Please rewrite the entries from the line holding "Where can you find the silver" through the end of the entries, inclusive, swapping "pin" for "marker" and keeping everything else unchanged. Leave the picture out.

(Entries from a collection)
»»
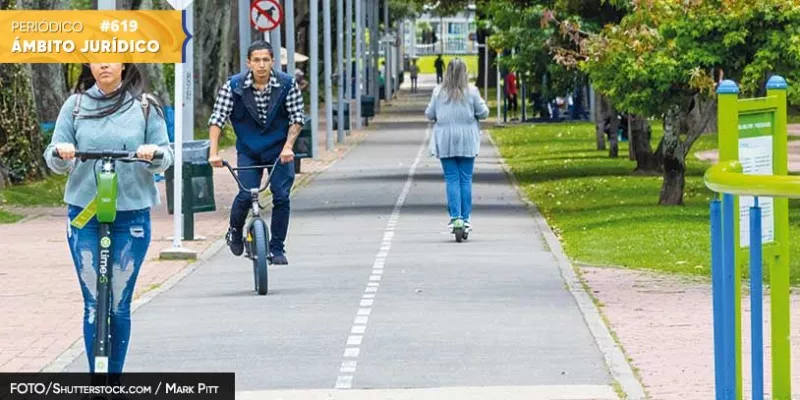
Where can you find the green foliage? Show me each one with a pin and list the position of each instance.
(603, 214)
(8, 218)
(21, 142)
(522, 30)
(665, 53)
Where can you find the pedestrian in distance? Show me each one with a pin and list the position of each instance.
(265, 108)
(110, 110)
(456, 108)
(414, 73)
(438, 64)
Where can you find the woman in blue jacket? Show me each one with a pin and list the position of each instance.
(456, 107)
(109, 112)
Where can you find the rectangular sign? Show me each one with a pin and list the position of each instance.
(755, 155)
(91, 36)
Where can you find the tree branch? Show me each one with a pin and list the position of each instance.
(698, 127)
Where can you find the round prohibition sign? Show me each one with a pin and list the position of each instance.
(265, 15)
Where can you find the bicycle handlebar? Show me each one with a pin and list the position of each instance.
(271, 167)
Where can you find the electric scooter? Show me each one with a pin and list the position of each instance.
(105, 208)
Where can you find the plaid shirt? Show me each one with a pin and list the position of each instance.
(224, 102)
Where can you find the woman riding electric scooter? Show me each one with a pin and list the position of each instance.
(110, 112)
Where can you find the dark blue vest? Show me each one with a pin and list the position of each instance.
(253, 137)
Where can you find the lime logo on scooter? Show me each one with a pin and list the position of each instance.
(105, 243)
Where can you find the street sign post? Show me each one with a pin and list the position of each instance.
(265, 15)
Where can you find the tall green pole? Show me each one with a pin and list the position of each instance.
(728, 127)
(779, 274)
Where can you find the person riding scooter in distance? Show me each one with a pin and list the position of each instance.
(265, 107)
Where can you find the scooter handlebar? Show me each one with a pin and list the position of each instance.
(112, 154)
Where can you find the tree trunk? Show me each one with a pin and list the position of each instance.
(674, 160)
(640, 136)
(613, 128)
(48, 79)
(482, 35)
(600, 120)
(21, 143)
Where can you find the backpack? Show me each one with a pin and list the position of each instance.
(145, 100)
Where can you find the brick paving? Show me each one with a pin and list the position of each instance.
(664, 323)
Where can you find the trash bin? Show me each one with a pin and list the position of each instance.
(346, 107)
(367, 106)
(303, 144)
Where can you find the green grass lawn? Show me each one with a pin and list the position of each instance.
(8, 218)
(606, 215)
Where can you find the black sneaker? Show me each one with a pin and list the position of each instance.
(235, 242)
(279, 259)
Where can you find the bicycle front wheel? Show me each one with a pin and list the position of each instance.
(260, 241)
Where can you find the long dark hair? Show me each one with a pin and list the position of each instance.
(132, 86)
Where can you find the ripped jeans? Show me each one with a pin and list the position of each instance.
(130, 238)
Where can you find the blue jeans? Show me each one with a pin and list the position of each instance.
(280, 186)
(130, 238)
(458, 181)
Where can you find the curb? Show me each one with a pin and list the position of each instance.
(612, 352)
(75, 350)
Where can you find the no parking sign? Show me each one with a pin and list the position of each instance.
(265, 15)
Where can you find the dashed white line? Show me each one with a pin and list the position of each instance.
(354, 340)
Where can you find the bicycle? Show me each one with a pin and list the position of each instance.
(105, 208)
(257, 238)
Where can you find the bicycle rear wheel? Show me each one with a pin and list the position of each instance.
(260, 241)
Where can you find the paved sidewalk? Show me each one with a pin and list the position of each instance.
(40, 303)
(379, 296)
(664, 323)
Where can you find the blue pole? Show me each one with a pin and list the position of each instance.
(756, 302)
(716, 297)
(728, 298)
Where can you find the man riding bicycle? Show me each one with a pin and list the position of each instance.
(265, 107)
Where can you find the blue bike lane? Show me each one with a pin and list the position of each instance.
(378, 295)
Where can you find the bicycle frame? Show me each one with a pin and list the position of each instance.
(254, 192)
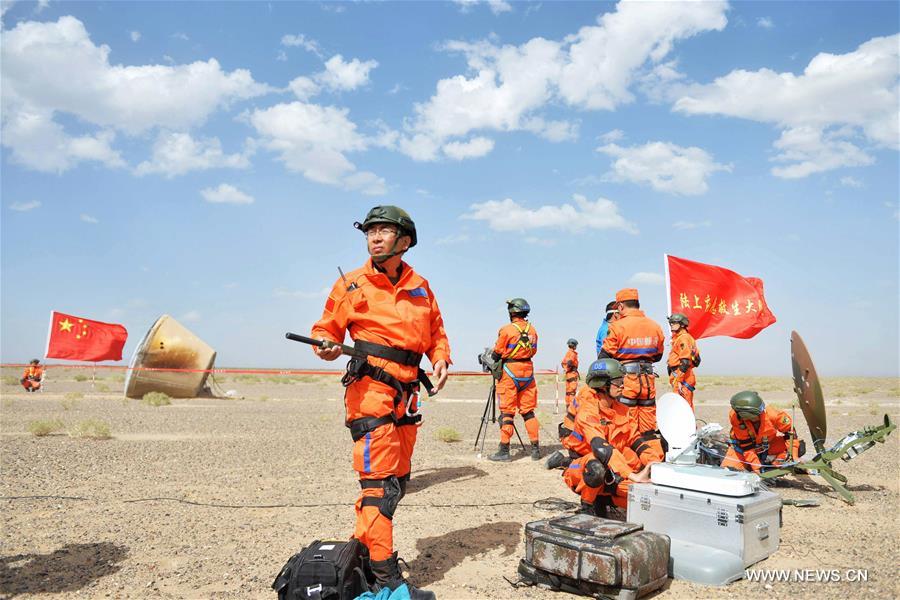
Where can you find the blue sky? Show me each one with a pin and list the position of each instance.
(207, 160)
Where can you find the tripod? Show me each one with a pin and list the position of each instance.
(491, 407)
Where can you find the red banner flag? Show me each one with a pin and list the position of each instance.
(75, 338)
(717, 301)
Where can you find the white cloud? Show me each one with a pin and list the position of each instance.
(616, 135)
(808, 150)
(25, 206)
(304, 88)
(592, 69)
(644, 278)
(179, 153)
(666, 167)
(850, 181)
(302, 41)
(54, 67)
(474, 148)
(508, 215)
(837, 99)
(314, 140)
(683, 225)
(285, 293)
(340, 75)
(226, 194)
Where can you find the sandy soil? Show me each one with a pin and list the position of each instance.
(206, 498)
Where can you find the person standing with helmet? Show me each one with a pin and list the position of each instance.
(391, 313)
(636, 341)
(611, 315)
(33, 376)
(516, 345)
(611, 452)
(760, 435)
(683, 358)
(570, 370)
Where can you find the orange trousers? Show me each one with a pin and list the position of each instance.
(777, 451)
(378, 455)
(518, 397)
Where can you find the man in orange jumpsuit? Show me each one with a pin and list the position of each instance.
(612, 452)
(516, 345)
(637, 342)
(570, 369)
(760, 435)
(391, 314)
(683, 358)
(32, 377)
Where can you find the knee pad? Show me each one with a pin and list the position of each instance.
(594, 473)
(602, 450)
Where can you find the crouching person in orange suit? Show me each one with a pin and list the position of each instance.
(612, 451)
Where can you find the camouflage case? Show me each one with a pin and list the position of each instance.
(594, 556)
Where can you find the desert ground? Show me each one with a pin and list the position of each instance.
(207, 497)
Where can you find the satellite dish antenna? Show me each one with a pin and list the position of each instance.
(676, 422)
(184, 360)
(808, 390)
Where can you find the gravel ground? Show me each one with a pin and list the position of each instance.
(206, 498)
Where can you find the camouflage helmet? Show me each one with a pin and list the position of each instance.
(518, 306)
(602, 371)
(679, 318)
(748, 404)
(393, 215)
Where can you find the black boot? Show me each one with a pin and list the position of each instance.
(502, 454)
(557, 460)
(387, 575)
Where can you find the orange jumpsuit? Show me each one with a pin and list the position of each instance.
(762, 443)
(602, 423)
(406, 316)
(570, 369)
(637, 342)
(31, 378)
(517, 344)
(684, 348)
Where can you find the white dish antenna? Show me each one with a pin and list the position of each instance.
(676, 422)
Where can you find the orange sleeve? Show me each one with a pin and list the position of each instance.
(780, 420)
(333, 324)
(440, 344)
(500, 344)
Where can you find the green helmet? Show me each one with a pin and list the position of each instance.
(393, 215)
(518, 306)
(679, 318)
(748, 404)
(602, 371)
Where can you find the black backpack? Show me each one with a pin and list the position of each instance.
(324, 571)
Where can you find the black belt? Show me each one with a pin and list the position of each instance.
(398, 355)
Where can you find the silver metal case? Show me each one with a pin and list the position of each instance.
(748, 527)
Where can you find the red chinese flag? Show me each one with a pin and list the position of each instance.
(717, 301)
(76, 338)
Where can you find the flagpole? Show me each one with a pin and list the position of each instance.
(668, 285)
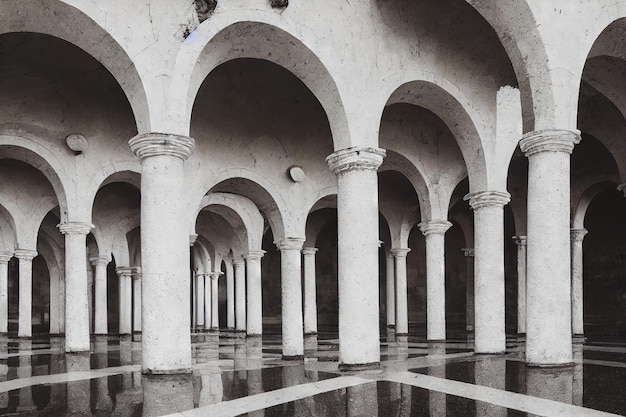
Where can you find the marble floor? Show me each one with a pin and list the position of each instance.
(235, 376)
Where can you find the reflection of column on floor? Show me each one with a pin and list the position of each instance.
(25, 256)
(104, 403)
(78, 392)
(469, 292)
(490, 372)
««
[EXPECTED OUTPUT]
Where can you find the silver metal case? Show me each one with a marker and list the position of each instance.
(748, 527)
Where can you find the red chinese flag? Show me each one with a marker and list the position of each instance.
(717, 301)
(76, 338)
Where can you find the flagpole? Show me each one with a marker and list the position of each instance.
(668, 285)
Where can you find the marble floor? Show me each one with a marker and list the position of each instance.
(235, 376)
Where can you find the reflection of column on floor? Show me each one with a marker and list the position of each instance.
(25, 256)
(104, 403)
(78, 392)
(469, 292)
(490, 372)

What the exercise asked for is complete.